> **ページ**:
::::

イノベーションとは、革命ではなく「進化」である
イノベーションは革命でも創造的破壊でもありません。そのような劇的なものではなく、試行錯誤による淡々とした連続的な進化です。それは素朴にイメージされてきたようなレボリューション(革命:revolution)ではなくエボリューション(進化:evolution)なのです。
このことは、3人の日本の科学者がそろってノーベル物理学賞を受賞した高輝度青色LEDの発見についても当てはまります。
100年以上かけて実用化されたLED照明
LEDの歴史は今から100年以上も前の1906年に遡ります。
きっかけはイギリスの科学者ヘンリー・ジョセフ・ラウンドが炭化ケイ素に電流を流すと黄色く光ることを発見したことでした。
その後、アメリカの科学者ニック・ホロニアックが赤色LEDを発明します。さらにその後、日本の半導体研究の先駆けである西澤潤一氏によって実用レベルの赤色、緑色LEDが開発され、橙や黄緑などの各色のLEDが誕生しました。
照明に適した白い光を生み出すためには、光の三原色である赤、青、緑が必要です。赤と緑はすでにありました。そこで世界中の科学者がまだ手に入っていない青色LEDの研究に取り組み、それをついに実現したのが日本の3人の科学者だったのです。
まず赤﨑勇氏と天野浩氏が青色LEDの主要な材料として世界で注目されていた窒化ガリウムの高品質結晶の作製に成功します。発見の最終段階で重ねた実験回数は、2年間で1500回を大きく超えるものだったといわれています。
しかし、この段階ではまだ実用化できるレベルの高輝度な青色LEDは手に入っていませんでした。これを実現したのが中村修二氏(現在は米国籍)です。

::::

> **指示**:
イノベーションと青色LEDについての文章を、最後の文の続きから書き進めてください。 資料はここでは使いません。

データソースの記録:
::::

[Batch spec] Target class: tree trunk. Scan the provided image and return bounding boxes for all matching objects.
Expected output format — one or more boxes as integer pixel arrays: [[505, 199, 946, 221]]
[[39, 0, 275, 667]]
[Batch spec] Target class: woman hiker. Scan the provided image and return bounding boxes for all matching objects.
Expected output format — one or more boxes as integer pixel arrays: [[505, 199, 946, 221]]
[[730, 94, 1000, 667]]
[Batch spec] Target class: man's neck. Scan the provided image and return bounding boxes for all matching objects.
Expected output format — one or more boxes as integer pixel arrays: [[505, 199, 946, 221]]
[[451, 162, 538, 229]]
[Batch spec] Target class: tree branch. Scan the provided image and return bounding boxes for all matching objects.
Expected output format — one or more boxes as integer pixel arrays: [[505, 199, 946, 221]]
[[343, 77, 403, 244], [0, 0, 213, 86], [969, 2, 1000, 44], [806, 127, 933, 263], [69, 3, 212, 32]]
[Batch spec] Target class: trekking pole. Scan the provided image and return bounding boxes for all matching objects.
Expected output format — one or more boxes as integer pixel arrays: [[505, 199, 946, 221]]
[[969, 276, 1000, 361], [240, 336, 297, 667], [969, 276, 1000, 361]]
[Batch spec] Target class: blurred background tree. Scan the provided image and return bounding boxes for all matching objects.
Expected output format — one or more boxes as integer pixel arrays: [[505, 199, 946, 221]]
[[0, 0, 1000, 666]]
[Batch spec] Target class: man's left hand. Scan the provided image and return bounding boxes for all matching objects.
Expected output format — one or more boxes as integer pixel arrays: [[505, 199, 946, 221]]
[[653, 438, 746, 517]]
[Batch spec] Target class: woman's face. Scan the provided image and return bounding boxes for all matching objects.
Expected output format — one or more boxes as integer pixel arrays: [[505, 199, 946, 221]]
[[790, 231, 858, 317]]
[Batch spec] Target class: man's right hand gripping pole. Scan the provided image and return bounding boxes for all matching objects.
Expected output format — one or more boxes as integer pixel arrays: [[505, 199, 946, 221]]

::::

> **解答**:
中村氏は窒化ガリウムの大きな結晶を作製するために窒化物半導体がもつ特殊な性質である「結晶の不均一性」に着目しました。一見不適切に考えられるサファイア基板上に窒化ガリウムの薄膜を成長させることを考え、装置そのものの改良も行いながら、足かけ2年の歳月をかけて高品質の窒化ガリウムの結晶膜の作製に成功しました。
中村氏は毎朝まだ日が昇らない時間に研究室に入り、来る日も来る日も前夜に構想した実験に着手し、そして夕方思うような結果が得られなければその可能性を捨て、翌朝は別のチャレンジをしたといわれています。あらゆる研究論文に目を通し、それらにヒントを得て材料を変え装置そのものを改良して実験を繰り返すという地道な努力の日々を重ねていたといわれているのです。
こうした実験を繰り返した結果、中村氏は高品質の窒化ガリウムからなる圧倒的な性能の半導体デバイス作製についに成功します。
かつて誰もなしえなかった科学的ブレイクスルーです。欲しい結果に対し、試行錯誤と実験を繰り返し、狙ったとおりの科学的成果を得たのです。
ただし、科学的ブレイクスルーは「出発点」にすぎない
この科学的ブレイクスルーは人類による真理の探究に向けた多数の仮説と実験による検証の試行錯誤から見出されるものです。ギリシアの時代から今日までの科学の発展はそれら真理の発見を継続的に積み上げてきたものだということができます。
しかしそれ自体がイノベーションではありません。
仮説と検証から見出された科学的発見と、それが社会に浸透していく過程としてのイノベーションはまったく異なるものです。科学的ブレイクスルーがなければイノベーションは起こりません。しかし科学的ブレイクスルーはイノベーションへの出発点にすぎません。
青色LEDが実用的な照明の光として社会に浸透していくというイノベーションが起こるには、まずは科学者によるブレイクスルー、特に3人の卓越した科学者の先導的な業績がありました。そして後続する多くの人の試行錯誤があってはじめてLED照明として、照明のイノベーションとして浸透していったという一大プロセスだったのです。
「試行錯誤の積み重ね」がイノベーションに繋がる
大切なことは誰かがさあこれでイノベーションを起こそうと思って設計したり、実験していたのではないということです。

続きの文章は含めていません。